* **WHAT THIS TASK INVOLVES**:
From the line that holds "man in black" to the last line of the data, copy everything exactly; leave out all the rest.
[BEGIN RECORDED DATA]
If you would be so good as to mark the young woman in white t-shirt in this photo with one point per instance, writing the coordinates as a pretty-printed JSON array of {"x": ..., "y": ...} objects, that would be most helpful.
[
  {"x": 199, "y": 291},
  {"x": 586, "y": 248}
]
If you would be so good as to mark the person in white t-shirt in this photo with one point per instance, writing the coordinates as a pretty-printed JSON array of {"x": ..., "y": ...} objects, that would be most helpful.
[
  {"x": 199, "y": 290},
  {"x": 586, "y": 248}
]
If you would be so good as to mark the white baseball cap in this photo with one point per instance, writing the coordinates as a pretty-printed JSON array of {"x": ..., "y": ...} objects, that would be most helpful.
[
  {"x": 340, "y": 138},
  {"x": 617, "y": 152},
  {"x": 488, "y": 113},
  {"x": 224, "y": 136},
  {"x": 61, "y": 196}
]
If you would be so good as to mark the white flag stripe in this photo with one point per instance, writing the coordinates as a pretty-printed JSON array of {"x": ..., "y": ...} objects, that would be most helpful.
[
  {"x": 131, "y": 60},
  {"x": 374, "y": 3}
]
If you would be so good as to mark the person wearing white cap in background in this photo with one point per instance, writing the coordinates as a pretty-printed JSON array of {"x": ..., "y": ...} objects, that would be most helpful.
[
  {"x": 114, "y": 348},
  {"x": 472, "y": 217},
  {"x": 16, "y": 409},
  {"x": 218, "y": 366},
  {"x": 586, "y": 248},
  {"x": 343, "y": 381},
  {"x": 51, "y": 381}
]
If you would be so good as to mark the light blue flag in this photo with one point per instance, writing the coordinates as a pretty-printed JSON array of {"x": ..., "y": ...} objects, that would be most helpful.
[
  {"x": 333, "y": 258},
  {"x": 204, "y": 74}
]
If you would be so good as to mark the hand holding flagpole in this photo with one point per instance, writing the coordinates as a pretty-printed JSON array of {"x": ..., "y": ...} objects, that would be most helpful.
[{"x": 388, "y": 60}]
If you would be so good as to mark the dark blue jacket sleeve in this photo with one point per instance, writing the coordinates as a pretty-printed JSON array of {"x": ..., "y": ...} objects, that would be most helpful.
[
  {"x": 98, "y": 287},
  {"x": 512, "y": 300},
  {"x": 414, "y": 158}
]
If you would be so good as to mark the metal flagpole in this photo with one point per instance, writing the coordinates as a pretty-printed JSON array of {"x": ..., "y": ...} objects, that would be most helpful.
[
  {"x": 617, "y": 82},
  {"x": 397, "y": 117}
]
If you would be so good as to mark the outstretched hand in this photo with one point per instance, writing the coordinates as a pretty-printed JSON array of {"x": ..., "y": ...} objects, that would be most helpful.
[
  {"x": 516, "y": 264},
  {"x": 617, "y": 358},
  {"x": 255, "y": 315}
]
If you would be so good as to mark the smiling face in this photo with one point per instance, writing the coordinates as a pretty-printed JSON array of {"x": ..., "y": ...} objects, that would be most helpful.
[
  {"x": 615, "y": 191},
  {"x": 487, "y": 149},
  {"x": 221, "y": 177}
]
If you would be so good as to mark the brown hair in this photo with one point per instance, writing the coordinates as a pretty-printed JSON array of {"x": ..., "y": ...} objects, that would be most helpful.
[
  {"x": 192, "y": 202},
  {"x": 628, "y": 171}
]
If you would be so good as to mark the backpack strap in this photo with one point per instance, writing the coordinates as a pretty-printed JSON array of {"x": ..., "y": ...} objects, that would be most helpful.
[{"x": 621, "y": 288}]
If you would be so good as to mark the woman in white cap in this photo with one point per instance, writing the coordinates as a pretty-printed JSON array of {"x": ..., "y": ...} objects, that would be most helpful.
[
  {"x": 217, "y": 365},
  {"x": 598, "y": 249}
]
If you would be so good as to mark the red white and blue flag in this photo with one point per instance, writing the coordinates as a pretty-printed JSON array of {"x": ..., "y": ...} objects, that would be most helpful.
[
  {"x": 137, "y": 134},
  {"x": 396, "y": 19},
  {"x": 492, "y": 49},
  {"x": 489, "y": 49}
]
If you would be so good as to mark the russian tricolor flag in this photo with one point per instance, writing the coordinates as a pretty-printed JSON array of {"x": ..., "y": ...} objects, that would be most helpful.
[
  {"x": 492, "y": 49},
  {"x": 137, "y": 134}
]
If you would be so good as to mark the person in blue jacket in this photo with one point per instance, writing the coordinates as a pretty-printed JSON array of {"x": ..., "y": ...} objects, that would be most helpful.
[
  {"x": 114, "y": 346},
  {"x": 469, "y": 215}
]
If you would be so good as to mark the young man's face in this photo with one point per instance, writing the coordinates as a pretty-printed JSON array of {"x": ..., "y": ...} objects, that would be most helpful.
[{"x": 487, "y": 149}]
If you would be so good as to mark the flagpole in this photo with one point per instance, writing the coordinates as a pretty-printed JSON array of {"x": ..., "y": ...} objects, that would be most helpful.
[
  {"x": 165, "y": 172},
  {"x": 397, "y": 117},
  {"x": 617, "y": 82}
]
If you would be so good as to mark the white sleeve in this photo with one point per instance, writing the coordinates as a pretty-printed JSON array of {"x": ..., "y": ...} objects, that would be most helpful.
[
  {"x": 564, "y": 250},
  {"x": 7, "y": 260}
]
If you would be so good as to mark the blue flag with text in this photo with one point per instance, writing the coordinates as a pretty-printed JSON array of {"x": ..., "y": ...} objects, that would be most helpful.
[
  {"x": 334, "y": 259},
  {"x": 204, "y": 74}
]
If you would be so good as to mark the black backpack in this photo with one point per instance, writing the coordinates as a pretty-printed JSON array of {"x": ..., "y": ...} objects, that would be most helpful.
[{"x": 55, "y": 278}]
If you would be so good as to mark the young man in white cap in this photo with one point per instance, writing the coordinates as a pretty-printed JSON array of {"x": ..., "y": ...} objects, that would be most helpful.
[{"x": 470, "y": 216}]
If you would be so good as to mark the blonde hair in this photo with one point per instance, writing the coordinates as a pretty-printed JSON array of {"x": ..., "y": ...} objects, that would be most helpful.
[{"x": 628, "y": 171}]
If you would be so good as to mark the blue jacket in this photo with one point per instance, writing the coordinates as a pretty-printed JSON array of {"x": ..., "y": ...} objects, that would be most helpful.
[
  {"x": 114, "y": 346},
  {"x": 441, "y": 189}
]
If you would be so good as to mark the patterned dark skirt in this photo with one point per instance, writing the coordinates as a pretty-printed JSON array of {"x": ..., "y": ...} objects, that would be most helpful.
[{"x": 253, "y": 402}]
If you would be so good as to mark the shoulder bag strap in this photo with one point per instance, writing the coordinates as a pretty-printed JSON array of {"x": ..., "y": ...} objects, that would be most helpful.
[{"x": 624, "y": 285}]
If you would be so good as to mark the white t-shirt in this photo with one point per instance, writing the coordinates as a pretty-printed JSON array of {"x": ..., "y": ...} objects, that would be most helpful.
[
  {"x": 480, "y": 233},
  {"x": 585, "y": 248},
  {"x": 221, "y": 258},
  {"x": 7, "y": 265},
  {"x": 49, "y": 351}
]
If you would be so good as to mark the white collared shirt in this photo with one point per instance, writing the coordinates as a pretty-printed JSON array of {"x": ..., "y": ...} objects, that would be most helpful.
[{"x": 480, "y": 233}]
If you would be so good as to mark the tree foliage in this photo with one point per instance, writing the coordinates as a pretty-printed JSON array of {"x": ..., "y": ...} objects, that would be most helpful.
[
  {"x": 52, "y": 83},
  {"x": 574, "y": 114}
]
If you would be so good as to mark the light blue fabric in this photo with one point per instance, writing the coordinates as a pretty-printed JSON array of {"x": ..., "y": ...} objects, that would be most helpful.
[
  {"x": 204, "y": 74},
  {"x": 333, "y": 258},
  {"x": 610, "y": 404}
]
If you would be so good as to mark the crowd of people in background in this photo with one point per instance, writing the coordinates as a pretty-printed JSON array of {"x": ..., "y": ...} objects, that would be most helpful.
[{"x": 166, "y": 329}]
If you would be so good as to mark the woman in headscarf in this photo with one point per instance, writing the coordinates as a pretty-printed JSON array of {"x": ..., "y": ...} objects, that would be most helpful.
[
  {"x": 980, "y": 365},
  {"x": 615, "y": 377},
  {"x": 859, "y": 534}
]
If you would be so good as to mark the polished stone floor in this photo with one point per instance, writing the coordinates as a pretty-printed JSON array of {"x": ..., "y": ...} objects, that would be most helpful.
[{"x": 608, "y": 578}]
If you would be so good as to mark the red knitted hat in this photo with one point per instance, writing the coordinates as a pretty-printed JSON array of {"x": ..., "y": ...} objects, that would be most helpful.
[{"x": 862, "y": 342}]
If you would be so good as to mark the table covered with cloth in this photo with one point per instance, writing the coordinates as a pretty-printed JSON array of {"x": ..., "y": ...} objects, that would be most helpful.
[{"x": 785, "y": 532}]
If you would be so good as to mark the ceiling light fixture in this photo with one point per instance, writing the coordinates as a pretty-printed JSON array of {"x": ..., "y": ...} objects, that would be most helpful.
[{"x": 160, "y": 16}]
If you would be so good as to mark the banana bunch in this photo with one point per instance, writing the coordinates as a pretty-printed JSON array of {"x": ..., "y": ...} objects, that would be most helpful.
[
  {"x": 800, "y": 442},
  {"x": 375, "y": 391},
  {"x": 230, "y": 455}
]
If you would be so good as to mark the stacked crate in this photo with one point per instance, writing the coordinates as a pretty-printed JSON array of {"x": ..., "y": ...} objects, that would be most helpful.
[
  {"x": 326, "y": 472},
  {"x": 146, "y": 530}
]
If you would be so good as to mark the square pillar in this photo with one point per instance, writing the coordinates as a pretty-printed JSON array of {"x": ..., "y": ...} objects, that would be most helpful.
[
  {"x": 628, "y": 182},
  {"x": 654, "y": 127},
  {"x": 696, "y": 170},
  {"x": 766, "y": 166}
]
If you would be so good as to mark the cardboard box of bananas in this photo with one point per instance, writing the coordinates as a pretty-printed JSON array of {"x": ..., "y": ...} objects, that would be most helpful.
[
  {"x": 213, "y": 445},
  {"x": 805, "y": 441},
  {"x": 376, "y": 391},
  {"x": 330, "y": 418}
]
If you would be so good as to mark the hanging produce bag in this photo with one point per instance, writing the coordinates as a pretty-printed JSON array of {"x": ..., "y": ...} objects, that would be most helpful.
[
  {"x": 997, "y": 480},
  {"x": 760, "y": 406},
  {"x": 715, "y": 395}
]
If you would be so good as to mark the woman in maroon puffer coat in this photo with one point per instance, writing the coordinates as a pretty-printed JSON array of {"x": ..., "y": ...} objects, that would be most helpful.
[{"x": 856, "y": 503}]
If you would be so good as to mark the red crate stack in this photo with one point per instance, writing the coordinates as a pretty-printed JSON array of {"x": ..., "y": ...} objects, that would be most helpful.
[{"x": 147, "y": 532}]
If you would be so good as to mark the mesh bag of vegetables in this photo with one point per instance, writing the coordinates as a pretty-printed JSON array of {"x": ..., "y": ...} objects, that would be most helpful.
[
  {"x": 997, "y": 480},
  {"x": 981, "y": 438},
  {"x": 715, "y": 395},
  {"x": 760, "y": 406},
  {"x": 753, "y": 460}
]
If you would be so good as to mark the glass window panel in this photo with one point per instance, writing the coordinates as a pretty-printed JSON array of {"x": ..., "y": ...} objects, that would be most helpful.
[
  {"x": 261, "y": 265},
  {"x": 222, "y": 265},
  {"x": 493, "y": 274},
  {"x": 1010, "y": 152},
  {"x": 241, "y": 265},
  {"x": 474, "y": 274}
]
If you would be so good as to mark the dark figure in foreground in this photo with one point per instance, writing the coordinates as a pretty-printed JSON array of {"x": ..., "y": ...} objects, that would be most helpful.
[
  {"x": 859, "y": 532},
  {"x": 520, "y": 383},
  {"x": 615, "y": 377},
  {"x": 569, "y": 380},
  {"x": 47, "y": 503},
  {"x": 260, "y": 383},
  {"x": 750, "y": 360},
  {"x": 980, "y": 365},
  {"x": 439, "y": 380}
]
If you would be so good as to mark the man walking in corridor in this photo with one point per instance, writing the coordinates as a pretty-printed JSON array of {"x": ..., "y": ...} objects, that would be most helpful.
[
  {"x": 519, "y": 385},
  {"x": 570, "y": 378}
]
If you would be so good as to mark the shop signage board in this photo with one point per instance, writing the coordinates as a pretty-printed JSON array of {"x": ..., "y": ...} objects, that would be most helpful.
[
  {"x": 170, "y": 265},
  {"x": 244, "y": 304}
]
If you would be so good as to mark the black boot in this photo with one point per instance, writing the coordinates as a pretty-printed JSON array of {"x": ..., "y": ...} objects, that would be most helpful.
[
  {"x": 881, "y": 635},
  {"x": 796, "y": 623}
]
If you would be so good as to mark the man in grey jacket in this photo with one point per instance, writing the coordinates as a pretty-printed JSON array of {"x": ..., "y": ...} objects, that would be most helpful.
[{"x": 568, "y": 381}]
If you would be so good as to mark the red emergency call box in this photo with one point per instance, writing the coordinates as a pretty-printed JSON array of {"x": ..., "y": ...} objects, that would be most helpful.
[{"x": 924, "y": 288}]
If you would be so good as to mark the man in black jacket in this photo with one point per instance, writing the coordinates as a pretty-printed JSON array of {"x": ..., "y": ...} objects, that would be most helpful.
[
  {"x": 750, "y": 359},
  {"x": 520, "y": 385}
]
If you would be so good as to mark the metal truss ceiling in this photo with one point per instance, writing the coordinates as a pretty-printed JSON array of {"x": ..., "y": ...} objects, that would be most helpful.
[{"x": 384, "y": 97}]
[END RECORDED DATA]
* **FULL RESPONSE**:
If you would be so good as to mark the man in black jacket in this photo with one point per instance, writing the coordinates as a pretty-printed JSON array of {"x": ..., "y": ...} objects, that would be most helpful.
[
  {"x": 750, "y": 359},
  {"x": 520, "y": 385}
]
If you would be so good as to mark the metal truss ceiling in this photo with one point per instance, writing the coordinates as a pretty-printed JSON array of {"x": ..., "y": ...} objects, that would be most helpful.
[{"x": 384, "y": 97}]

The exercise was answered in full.